Text block:

Tuesday, July 21, 2015

Tech Problems … Norman Fosback High Low Logic Index

TECH PROBLEMS
Yesterday after hours Microsoft and Apple reported earnings. There were disappointments all around though some were just missed whisper numbers.  Add that to IBM’s miss Monday and Wednesday may be a tech-wreck.  Part of the problem was caused by a big run-up in advance of earnings.
 
HIGH LOW LOGIC INDEX BY NORMAN FOSBACK
Mark Hulbert called the Fosback High Low Index an “…indicator that has correctly called every major market top and bottom in recent decades—with few false signals…” So let’s look at it in some more detail.
 
In his book “Stock Market Logic” Fosback noted that the High Low Logic Index is easy to calculate.  It is simply the lesser of daily new-highs or new-lows, calculated as a percentage of stocks traded, totaled to form a weekly value and then smoothed with a 10-week exponential moving average of the weekly values.
 
At first it may seem to be an odd duck, but Fosback noted that in a normal market, the markets have many new-highs or many new-lows, but not both. For example, if many new-highs are observed with few new-lows it would be bullish.  Interestingly, many new-lows and few, or no new-highs, would also be bullish because a turn-around would soon follow.  In each case, the Logic Index would be low because it is the lesser of the highs and lows (assuming the condition persisted over the 10-week period). Thus, low readings of the Hi Lo Logic Index are bullish, but high readings are bearish.

Request: In the market commentary, what is used to smooth the High Low Logic Index?

(Records from a data collection)
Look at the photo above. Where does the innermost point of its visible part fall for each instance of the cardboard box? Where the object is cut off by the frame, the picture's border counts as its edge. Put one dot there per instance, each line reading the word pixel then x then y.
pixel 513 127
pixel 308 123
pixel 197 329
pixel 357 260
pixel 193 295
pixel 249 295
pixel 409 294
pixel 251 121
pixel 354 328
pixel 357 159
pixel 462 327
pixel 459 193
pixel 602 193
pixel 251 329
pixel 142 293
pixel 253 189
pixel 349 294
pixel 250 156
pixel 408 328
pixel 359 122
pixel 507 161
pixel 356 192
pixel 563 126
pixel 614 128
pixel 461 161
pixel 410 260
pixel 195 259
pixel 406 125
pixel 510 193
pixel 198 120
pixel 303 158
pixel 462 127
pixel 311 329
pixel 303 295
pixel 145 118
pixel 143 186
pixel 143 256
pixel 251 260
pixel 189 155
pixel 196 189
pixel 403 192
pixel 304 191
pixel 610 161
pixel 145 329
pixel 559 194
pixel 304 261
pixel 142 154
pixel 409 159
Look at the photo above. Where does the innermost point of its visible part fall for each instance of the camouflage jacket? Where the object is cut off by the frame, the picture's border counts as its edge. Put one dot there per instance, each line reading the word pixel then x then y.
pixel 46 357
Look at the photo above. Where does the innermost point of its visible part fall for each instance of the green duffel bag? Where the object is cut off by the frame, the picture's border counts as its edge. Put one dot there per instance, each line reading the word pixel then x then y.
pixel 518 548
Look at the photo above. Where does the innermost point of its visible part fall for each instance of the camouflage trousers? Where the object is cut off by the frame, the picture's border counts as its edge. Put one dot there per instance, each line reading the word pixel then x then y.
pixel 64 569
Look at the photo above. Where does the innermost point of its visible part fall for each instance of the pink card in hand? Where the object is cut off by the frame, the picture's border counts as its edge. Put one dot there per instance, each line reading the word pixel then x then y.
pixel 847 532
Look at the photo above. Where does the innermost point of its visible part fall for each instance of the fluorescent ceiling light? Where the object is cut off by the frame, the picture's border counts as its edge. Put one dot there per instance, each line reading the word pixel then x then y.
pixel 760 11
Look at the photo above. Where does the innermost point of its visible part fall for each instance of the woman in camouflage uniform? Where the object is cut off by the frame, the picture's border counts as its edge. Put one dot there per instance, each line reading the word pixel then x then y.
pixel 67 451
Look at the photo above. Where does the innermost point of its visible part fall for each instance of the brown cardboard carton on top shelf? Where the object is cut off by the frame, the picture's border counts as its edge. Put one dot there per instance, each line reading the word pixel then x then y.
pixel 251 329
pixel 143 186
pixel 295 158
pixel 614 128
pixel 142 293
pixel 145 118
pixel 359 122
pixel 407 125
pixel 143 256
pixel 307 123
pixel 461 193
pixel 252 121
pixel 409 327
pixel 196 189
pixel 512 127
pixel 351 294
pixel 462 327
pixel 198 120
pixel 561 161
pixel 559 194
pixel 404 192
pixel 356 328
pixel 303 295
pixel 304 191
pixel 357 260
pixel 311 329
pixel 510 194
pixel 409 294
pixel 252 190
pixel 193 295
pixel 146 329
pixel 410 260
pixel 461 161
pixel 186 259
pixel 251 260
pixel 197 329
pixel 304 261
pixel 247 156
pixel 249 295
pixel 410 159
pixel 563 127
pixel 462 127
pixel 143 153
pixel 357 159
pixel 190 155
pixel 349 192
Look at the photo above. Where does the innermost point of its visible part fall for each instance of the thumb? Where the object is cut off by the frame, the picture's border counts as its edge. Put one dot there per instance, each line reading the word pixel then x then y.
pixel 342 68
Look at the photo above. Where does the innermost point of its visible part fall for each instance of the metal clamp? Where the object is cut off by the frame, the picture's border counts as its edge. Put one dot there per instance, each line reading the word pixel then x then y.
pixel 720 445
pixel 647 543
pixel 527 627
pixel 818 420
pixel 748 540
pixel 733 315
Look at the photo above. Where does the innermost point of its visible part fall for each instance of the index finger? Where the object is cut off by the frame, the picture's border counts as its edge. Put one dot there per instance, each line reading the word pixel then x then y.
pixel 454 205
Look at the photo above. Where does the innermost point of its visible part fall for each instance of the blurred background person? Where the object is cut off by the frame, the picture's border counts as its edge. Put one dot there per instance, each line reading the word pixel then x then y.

The output: A 10-week exponential moving average of the weekly values.